#### Records for the exercise
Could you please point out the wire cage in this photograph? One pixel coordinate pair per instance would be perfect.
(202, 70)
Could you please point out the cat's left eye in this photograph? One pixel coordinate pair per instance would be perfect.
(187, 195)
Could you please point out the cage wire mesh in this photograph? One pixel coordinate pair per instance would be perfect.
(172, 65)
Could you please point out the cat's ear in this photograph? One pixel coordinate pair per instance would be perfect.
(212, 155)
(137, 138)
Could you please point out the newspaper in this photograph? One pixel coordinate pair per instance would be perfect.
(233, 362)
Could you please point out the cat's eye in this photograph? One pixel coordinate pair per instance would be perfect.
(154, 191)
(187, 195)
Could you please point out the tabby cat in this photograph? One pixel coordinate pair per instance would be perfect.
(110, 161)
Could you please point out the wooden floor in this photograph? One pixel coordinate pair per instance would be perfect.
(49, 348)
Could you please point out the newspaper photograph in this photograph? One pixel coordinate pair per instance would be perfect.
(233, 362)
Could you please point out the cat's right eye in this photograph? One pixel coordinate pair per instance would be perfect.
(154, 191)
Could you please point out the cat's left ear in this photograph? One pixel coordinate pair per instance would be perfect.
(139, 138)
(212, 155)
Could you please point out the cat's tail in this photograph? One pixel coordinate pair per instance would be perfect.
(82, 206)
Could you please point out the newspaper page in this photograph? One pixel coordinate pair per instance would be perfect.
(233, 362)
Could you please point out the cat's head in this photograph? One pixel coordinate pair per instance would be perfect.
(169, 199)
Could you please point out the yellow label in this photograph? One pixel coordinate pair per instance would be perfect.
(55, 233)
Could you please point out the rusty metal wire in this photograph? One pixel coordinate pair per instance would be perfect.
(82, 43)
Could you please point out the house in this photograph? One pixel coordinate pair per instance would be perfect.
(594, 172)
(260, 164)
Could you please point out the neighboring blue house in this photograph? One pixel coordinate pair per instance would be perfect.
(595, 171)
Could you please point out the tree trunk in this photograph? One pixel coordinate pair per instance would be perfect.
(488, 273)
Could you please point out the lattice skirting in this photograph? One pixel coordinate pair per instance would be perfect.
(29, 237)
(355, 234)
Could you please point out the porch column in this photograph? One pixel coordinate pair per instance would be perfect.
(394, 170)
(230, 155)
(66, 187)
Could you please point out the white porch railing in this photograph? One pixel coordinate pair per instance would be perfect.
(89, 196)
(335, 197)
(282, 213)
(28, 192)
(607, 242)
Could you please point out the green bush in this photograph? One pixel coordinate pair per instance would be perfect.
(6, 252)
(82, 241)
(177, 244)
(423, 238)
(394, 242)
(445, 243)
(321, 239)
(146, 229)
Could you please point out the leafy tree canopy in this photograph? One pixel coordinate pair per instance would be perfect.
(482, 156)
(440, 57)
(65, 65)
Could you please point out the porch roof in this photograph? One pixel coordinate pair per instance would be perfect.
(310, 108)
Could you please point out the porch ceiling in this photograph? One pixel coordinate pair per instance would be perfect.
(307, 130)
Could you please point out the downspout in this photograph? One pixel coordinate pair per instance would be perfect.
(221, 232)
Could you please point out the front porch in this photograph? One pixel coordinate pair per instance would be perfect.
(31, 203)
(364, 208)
########
Task statement:
Extract every line of the data above, word for word and in the same order.

Correct output:
Could you please point out the wire cage in this photograph? One pixel coordinate pair per instance would be perfect.
(202, 70)
Could you please point out the cat's left eye in this photograph? One pixel coordinate pair per instance would be perfect.
(187, 195)
Could you please point out the cage wire mesh in this photograph? One pixel coordinate pair per instance would be perfect.
(172, 65)
Could you please point out the cat's ear in this photograph? One pixel coordinate pair per instance would be perfect.
(212, 155)
(137, 138)
Could you please point out the newspaper in this photograph? One pixel coordinate pair per instance would be perfect.
(233, 362)
Could you please point out the cat's eye in this photograph? One pixel coordinate pair per instance would be perfect.
(154, 191)
(187, 195)
Could you please point out the tabby cat in this photograph? One pixel coordinate pair per instance would be perfect.
(110, 161)
Could you please point out the wooden floor in this photograph? One pixel coordinate pair per instance would be perfect.
(49, 348)
Could you please point out the newspaper photograph in this photograph? One pixel coordinate pair per instance would be perfect.
(233, 362)
Could you please point out the cat's right eye in this photograph? One pixel coordinate pair per instance would be perfect.
(154, 191)
Could you please point out the cat's left ear in this photograph? One pixel coordinate pair per instance would be perfect.
(139, 138)
(212, 155)
Could you please point out the cat's tail in this photograph? One pixel coordinate pair per instance would be perfect.
(82, 206)
Could you please point out the newspaper page in this photograph? One pixel coordinate pair per instance would be perfect.
(233, 362)
Could you please point out the cat's head in this photograph? One pixel coordinate pair per instance would be perfect.
(169, 199)
Could you please point out the yellow label in this photograph? One pixel coordinate pair per instance would be perfect.
(55, 233)
Could you please point out the rusty metal wire in this photograph? One pixel coordinate pair per instance would be perfect.
(82, 43)
Could you please point out the house in this photograph? One pixel coordinate pair per instance would be perfect.
(594, 172)
(260, 164)
Could you please point out the neighboring blue house in this photograph? One pixel coordinate pair per instance would be perfect.
(595, 171)
Could you please point out the tree trunk in this photograph? One pixel coordinate pair per instance would be perfect.
(488, 273)
Could you please point out the lattice skirting in this photograph? One pixel coordinate pair per instance would be perfect.
(29, 237)
(355, 234)
Could you please point out the porch column in this photograph? One pixel coordinate pair per instance would be perfect.
(394, 170)
(230, 155)
(66, 187)
Could you please point out the white porch railing in this photograph? One pixel coordinate pair per instance would be perfect.
(89, 196)
(335, 197)
(282, 213)
(28, 192)
(607, 242)
Could you please point out the green bush in this photograph? One pixel coordinate pair per instance would be perfect.
(6, 252)
(82, 241)
(177, 244)
(423, 238)
(394, 242)
(445, 243)
(321, 239)
(146, 229)
Could you please point out the leafy tree canopy in this photograph? One pixel coordinate pair per instance would be perfect.
(482, 156)
(440, 57)
(65, 65)
Could you please point out the porch roof in this photograph? One pixel coordinate pair per instance would be perfect.
(310, 108)
Could you please point out the porch ceiling in this photograph? One pixel coordinate pair per instance would be perfect.
(307, 130)
Could you please point out the downspout in this photograph? One pixel coordinate pair per instance would be perfect.
(221, 232)
Could you please point out the front porch in this photograph? One pixel coordinate pair per instance would be perfect.
(31, 203)
(364, 208)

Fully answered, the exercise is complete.